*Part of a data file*
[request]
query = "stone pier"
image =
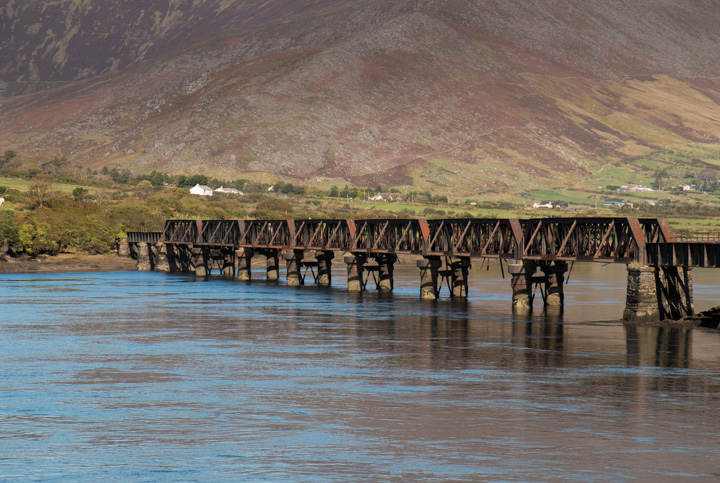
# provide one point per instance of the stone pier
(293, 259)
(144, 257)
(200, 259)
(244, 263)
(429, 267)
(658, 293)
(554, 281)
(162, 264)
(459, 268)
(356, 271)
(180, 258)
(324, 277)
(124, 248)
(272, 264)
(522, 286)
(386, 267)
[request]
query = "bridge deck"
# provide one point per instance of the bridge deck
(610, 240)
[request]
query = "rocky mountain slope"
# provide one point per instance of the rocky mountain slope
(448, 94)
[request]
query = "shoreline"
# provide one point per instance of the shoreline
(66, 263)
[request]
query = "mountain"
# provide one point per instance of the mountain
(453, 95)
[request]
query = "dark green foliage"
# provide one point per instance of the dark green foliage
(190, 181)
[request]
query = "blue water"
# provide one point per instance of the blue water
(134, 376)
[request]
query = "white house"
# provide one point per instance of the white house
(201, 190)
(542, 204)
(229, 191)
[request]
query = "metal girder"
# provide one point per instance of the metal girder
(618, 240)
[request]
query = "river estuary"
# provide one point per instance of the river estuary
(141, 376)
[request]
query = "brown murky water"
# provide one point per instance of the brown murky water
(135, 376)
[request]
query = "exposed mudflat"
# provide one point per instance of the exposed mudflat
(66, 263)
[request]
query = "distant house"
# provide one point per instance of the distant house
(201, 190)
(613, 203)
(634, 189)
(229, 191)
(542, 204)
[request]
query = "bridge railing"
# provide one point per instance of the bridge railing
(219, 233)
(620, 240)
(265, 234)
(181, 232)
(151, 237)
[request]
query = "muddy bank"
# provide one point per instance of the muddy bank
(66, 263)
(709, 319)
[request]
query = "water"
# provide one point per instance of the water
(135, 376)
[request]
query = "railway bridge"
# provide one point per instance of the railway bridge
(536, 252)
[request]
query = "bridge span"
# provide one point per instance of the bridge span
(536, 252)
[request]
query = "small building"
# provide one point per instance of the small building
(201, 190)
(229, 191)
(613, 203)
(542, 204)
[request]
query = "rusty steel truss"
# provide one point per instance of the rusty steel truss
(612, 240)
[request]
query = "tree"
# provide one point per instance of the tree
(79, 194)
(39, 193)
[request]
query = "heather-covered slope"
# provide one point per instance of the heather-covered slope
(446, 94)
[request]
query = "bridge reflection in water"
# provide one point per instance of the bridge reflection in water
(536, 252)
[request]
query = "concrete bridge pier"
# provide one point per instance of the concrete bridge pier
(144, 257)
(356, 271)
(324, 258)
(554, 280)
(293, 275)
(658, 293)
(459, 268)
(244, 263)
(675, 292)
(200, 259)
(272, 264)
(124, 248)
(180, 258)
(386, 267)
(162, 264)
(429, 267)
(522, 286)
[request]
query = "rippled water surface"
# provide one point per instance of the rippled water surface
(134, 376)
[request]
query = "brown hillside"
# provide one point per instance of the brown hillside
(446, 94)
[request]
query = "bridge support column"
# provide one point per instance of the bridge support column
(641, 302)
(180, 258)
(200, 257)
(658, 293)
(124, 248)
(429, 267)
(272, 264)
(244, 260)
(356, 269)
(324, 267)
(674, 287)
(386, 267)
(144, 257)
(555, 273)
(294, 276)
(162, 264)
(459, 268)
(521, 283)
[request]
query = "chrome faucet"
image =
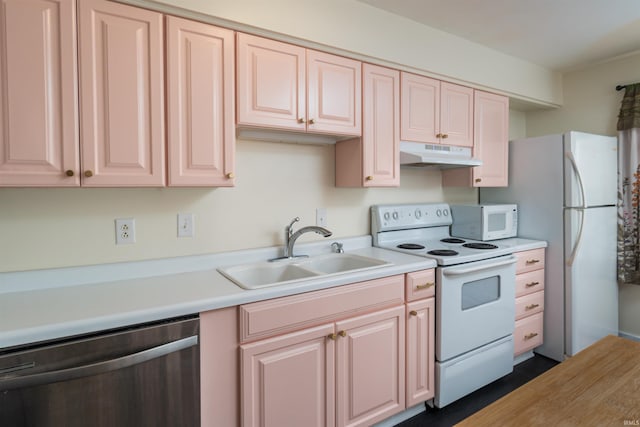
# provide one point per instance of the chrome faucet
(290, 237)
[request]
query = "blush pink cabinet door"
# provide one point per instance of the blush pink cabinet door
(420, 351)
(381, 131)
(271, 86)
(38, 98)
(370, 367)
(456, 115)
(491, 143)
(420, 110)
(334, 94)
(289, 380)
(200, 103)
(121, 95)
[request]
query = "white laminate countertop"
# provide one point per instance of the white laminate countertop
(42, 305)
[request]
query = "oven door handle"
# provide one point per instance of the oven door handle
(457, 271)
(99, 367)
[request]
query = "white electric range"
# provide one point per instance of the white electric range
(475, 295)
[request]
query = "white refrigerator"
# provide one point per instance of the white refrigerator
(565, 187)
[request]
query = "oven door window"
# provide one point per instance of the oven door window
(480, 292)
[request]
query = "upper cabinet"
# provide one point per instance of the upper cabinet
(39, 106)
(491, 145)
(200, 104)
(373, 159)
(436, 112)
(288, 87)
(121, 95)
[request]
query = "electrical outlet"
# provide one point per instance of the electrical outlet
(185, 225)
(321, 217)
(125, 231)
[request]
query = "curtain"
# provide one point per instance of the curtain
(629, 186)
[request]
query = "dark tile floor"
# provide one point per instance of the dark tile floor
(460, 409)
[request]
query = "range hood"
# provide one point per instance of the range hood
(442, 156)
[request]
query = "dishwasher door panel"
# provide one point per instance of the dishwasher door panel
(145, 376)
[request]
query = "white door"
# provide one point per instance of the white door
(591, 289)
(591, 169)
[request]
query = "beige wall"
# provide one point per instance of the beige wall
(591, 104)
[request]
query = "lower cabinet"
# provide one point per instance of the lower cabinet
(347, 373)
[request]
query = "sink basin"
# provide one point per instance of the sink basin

*Exercise*
Without including any pictures, print each record exactly.

*Answer to the problem*
[request]
query = "stone pier"
image =
# provide one point per instance of the stone pier
(293, 259)
(144, 257)
(200, 259)
(244, 263)
(429, 267)
(658, 293)
(554, 281)
(162, 264)
(459, 268)
(356, 271)
(180, 258)
(324, 277)
(124, 248)
(272, 264)
(522, 286)
(386, 267)
[request]
query = "bridge deck"
# provide one point per instance of the bridge deck
(610, 240)
[request]
query = "rocky mountain slope"
# provide one point per instance of the rocky mountain slope
(448, 94)
[request]
query = "shoreline"
# provide one point per instance of the shoreline
(66, 263)
[request]
query = "mountain"
# provide one point per instance of the mountain
(453, 95)
[request]
query = "dark green foliage"
# provide one point per instance of the dark green foliage
(190, 181)
[request]
query = "blue water"
# provide one point per instance of the blue water
(134, 376)
[request]
query = "white house"
# provide one point per instance of the white house
(201, 190)
(542, 204)
(229, 191)
[request]
query = "metal girder"
# provide one point per instance of the metal girder
(618, 240)
[request]
query = "river estuary"
# provide one point per instance of the river estuary
(141, 376)
[request]
query = "brown murky water"
# provide one point per instance of the brown murky water
(135, 376)
[request]
query = "exposed mudflat"
# provide one point per instance of the exposed mudflat
(66, 263)
[request]
query = "distant house"
# provide one point per instance of the distant house
(201, 190)
(613, 203)
(634, 189)
(229, 191)
(542, 204)
[request]
query = "bridge railing"
# provide one point per instance of the bridge railing
(219, 233)
(620, 240)
(265, 234)
(181, 232)
(151, 237)
[request]
query = "muddy bank"
# provide one point per instance of the muddy bank
(66, 263)
(709, 319)
[request]
query = "water"
# provide one point per instance of the water
(135, 376)
[request]
query = "railway bridge"
# provide one point per instance of the railway bridge
(536, 252)
[request]
query = "bridge span"
# provide one point per instance of the bridge span
(536, 252)
[request]
query = "small building"
# provide one point per instance of the small building
(201, 190)
(229, 191)
(613, 203)
(542, 204)
[request]
query = "rusty steel truss"
# provide one point per instance of the rusty steel truss
(612, 240)
[request]
query = "tree"
# provide one point per instance of the tree
(79, 194)
(39, 193)
[request]
query = "heather-covered slope"
# provide one point per instance of the heather-covered slope
(446, 94)
[request]
query = "bridge reflection in water"
# provide one point per instance of the bridge reflection in water
(536, 252)
[request]
query = "concrete bridge pier"
# provide one point per instance of the concrete bridge pier
(144, 257)
(356, 271)
(324, 258)
(554, 280)
(293, 275)
(658, 293)
(459, 268)
(244, 263)
(675, 292)
(200, 259)
(272, 264)
(124, 248)
(180, 258)
(386, 267)
(162, 264)
(429, 267)
(522, 286)
[request]
query = "rippled water surface"
# provide one point per instance of the rippled water surface
(134, 376)
[request]
query = "brown hillside"
# provide one point per instance of the brown hillside
(446, 94)
[request]
query = "bridge support column"
# provide one point per instance of the bridge support column
(641, 302)
(180, 258)
(200, 257)
(658, 293)
(124, 248)
(429, 267)
(272, 264)
(244, 260)
(356, 269)
(324, 267)
(674, 287)
(386, 267)
(144, 257)
(555, 273)
(294, 276)
(162, 264)
(459, 268)
(521, 283)
[request]
query = "chrome faucet"
image =
# provide one point per instance of the chrome faucet
(290, 237)
[request]
query = "blush pink cabinet door"
# provide one point per instance of the blush pink cabinet door
(420, 351)
(381, 131)
(271, 86)
(38, 98)
(370, 367)
(456, 115)
(491, 143)
(420, 110)
(334, 94)
(289, 380)
(200, 103)
(121, 95)
[request]
query = "white laminate countertop"
# provide one point per instance of the white laminate countertop
(42, 305)
[request]
query = "oven door handle"
# provide one point per instance of the oven door handle
(457, 271)
(99, 367)
[request]
query = "white electric range"
# provide one point per instance of the white electric range
(475, 295)
[request]
query = "white refrigerator"
# provide one point per instance of the white refrigerator
(565, 187)
[request]
query = "oven door window"
# provide one point per instance of the oven door window
(480, 292)
[request]
query = "upper cabinet"
# provide one point per instance of the upper cabinet
(39, 106)
(491, 145)
(200, 104)
(373, 159)
(436, 112)
(288, 87)
(121, 95)
[request]
query = "electrical outlet"
# provide one point per instance of the electrical outlet
(185, 225)
(321, 217)
(125, 231)
[request]
query = "curtain"
# provide one point per instance of the curtain
(629, 186)
[request]
query = "dark tile floor"
# provide one point per instance of the dark tile floor
(460, 409)
[request]
query = "range hood"
# provide one point per instance of the range hood
(442, 156)
[request]
query = "dishwasher door panel"
# provide one point per instance of the dishwasher door panel
(145, 376)
[request]
query = "white door"
# provide one point per instance of the white door
(591, 289)
(591, 169)
[request]
query = "beige wall"
# provide one point per instance of the beige wall
(591, 104)
[request]
query = "lower cabinet"
# provide one point per instance of the lower cabinet
(347, 373)
[request]
query = "sink basin"
# provide one point per instance of the sink basin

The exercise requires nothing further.